For the entries below, repeat exactly each line starting with the one that contains "brown hair -> box" and going on through the one that contains "long wavy hair -> box", and no others.
━━━ Record extracts ━━━
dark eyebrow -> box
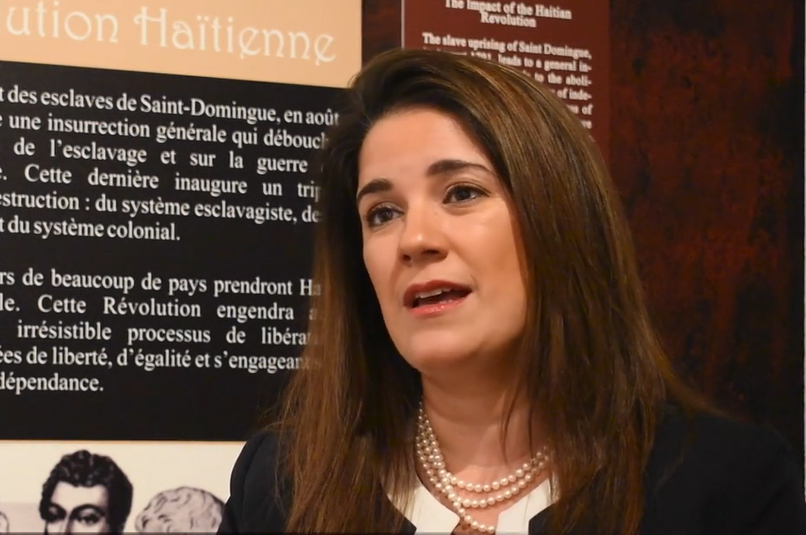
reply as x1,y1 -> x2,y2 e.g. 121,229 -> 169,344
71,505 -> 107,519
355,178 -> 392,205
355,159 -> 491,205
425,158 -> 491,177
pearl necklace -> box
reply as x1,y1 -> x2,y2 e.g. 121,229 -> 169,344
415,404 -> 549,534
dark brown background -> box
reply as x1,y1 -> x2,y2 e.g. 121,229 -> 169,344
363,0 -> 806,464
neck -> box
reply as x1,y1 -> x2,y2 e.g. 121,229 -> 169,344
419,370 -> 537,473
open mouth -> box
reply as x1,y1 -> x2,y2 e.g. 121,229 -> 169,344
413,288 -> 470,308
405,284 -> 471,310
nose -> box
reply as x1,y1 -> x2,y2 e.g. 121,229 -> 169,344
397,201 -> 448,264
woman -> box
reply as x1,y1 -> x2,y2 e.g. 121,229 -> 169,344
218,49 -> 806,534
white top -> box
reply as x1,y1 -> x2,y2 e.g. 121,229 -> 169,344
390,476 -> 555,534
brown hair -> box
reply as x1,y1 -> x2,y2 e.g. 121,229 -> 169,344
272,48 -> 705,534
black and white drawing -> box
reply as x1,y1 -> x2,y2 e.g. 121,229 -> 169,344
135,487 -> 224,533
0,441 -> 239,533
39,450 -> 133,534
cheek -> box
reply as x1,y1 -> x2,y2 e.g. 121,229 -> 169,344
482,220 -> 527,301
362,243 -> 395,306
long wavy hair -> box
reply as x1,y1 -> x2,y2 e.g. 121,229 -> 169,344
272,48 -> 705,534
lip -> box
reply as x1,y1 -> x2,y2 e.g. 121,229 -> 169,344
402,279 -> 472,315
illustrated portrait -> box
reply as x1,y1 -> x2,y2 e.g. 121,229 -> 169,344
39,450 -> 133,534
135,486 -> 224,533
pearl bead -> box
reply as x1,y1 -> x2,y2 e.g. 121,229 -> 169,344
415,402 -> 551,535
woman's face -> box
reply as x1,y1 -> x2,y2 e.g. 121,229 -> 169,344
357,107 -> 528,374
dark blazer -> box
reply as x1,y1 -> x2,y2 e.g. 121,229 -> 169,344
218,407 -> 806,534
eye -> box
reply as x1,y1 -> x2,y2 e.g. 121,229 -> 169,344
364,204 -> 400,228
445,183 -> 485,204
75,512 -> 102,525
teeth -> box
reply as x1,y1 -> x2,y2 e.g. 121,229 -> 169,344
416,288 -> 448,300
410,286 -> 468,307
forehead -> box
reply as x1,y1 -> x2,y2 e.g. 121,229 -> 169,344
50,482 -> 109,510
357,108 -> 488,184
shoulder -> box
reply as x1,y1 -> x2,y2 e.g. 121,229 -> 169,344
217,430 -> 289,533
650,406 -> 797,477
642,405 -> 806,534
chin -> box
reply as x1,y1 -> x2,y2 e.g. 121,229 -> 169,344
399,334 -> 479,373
━━━
━━━ Record extracts ━━━
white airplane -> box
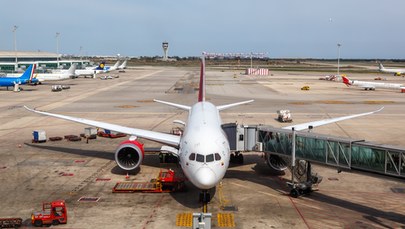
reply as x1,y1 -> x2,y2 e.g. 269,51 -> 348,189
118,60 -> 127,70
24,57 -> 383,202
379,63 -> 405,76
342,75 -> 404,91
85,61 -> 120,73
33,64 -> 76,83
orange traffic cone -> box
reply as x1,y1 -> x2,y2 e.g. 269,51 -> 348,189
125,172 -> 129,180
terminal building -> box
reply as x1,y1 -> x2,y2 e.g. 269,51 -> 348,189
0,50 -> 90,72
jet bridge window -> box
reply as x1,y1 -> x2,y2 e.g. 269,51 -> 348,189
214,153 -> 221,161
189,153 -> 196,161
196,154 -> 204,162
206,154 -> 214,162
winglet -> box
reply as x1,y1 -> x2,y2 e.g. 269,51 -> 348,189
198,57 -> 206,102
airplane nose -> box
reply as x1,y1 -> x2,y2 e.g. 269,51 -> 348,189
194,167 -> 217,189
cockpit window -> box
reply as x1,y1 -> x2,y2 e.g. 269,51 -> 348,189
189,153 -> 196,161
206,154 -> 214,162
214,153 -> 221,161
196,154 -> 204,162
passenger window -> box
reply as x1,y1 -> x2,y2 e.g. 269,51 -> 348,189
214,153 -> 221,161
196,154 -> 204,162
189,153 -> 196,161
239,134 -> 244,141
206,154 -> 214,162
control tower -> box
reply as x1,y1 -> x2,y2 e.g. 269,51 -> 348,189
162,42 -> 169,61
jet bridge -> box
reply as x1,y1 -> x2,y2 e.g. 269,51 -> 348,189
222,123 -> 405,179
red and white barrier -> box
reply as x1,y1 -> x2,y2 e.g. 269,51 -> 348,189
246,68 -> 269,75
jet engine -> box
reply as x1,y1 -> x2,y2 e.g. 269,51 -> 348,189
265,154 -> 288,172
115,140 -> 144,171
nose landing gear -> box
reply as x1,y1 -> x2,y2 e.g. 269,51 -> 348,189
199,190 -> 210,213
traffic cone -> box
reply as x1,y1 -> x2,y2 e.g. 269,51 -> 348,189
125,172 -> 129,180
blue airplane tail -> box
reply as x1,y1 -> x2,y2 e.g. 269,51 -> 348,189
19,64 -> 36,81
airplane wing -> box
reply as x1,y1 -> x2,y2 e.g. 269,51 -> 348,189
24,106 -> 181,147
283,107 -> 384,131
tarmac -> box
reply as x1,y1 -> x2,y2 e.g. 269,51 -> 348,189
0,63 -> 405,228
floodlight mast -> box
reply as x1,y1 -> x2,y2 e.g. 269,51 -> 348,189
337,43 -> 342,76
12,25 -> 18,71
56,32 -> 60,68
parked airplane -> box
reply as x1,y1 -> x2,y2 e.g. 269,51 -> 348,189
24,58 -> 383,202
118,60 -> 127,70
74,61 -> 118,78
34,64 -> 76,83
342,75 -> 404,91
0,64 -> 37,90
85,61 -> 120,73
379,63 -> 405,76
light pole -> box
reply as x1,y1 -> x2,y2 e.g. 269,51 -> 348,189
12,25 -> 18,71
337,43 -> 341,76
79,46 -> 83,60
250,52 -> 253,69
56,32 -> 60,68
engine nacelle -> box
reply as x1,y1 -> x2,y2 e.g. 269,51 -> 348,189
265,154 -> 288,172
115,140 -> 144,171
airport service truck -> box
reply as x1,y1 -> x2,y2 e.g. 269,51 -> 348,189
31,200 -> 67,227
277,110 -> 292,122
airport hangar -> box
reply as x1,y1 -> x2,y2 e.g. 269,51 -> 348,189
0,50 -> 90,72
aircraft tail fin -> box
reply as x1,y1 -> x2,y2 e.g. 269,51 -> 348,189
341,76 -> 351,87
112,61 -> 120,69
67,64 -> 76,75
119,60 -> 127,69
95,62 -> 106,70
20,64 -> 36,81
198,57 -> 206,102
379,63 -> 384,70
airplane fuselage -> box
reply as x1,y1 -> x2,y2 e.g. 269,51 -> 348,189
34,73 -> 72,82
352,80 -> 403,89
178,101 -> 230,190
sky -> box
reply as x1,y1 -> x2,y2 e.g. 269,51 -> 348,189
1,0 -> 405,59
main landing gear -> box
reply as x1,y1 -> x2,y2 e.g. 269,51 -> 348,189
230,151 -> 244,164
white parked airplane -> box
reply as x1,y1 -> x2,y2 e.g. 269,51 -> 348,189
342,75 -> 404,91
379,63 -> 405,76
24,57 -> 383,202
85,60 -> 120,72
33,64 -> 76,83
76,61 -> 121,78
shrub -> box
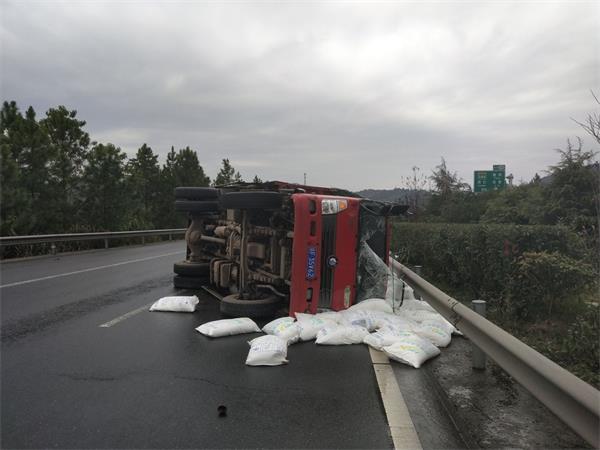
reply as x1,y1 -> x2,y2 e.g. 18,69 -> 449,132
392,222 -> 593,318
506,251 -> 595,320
━━━
Reply to the exercise:
brown hair -> box
reply as x1,y1 -> x2,y2 e.g. 121,229 -> 169,344
272,48 -> 705,534
black and white drawing -> box
reply as x1,y1 -> x2,y2 e.g. 121,229 -> 169,344
135,487 -> 224,533
0,441 -> 239,533
39,450 -> 133,534
cheek -> box
reply as x1,y1 -> x2,y2 e.g. 121,229 -> 169,344
482,220 -> 527,301
362,243 -> 395,306
long wavy hair -> box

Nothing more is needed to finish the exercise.